Universal Display – What we expected & what we got – Part 2
1. Color relating to the expiration/renewal of the Samsung Display (pvt) IP license and material supply agreements
2. A continuing increase in emitter sales, particularly red emitter
3. Some incremental improvement in LG OLED TV royalty
4. An increase in non-Korean product sales
5. A realistically optimistic view on 2017 sales that has some correlation to OLED capacity growth
4. An increase in non-Korean product sales – In this case, we are looking for growth from customers outside of South Korea, where UDC’s two primary customers Samsung Display and LG Display (LPL) are located. While UDC has agreements of varying types with almost every OLED producer, developer, or R&D project, the OLED industry is currently based on these two suppliers, who we believe currently represent 90.7% of raw OLED capacity and 92.8% of currently available OLED capacity (see Fig.1 below). That said, the longer-term objective for both the industry and UDC is to broaden that supplier base and to that end we watch ‘non-South Korean’ sales as an indicator of progress in customer diversification. We look at customer breakdown and regional metrics for help in understanding that growth, as can be seen in Fig.2 and Fig.3
BOE (200725.CH) is right at the cusp of becoming a commercial OLED producer, and as such is using more OLED materials to produce test runs, samples, and small quantities of OLED devices for potential customers, which we believe represents much of the incremental growth seen in the China region. That said, there are a number of other Chinese OLED producers that are either in low level production or are ramping capacity in 2017, 2018, and 2019, which would lead us to believe that China, as a percentage of UDC’s sales, should continue to grow over the next three years. That said, material usage growth comes from increasing capacity, but more realistically from utilized capacity and from customer demand. When a new OLED fab opens, it does not start producing with equipment at 100% of efficiency or capacity and more so, produces what is needed for customers, and in the early stages of OLED mass production, product yields are particularly low, especially for new producers.
#####
Exercise task a
Starting at the line that contains "Spot the low" and ending at the end of the records, give those lines of the records again, requests included, with -13 added to every coordinate in the answers. Leave the pictures out of your answer.
#####
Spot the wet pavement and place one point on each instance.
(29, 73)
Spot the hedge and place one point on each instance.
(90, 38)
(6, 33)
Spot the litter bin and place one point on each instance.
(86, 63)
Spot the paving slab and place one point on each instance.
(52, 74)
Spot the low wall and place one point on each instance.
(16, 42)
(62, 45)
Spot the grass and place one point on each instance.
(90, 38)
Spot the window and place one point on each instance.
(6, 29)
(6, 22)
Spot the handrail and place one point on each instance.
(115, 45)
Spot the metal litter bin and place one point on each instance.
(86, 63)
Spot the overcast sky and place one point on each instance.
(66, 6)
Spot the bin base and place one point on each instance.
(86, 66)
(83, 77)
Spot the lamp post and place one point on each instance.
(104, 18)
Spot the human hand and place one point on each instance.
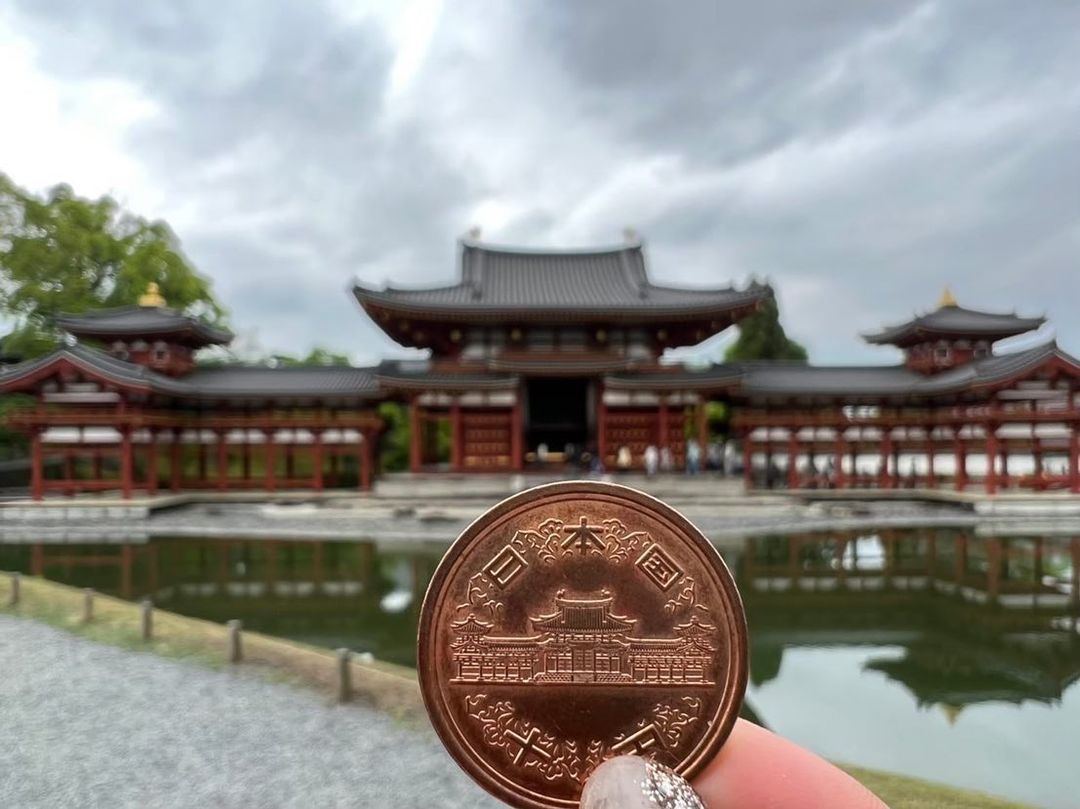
#####
Exercise task b
In the Universal Display analysis, what share of raw OLED capacity do Samsung Display and LG Display together currently represent?

Output a
Spot the low wall and place one point on each instance.
(3, 29)
(49, 32)
Spot the grass and place one point on each instance.
(77, 25)
Spot the window and place one point on each instance.
(-7, 16)
(-7, 9)
Spot the handrail and place one point on each instance.
(102, 32)
Spot the metal litter bin and place one point on each instance.
(73, 50)
Spot the overcast sky and place one point on each instance.
(53, -7)
Spot the bin base and place one point on each instance.
(73, 53)
(70, 64)
Spot the lamp post and place one point on each instance.
(91, 5)
Spot the human hand and place one point on each instance.

Output b
90.7%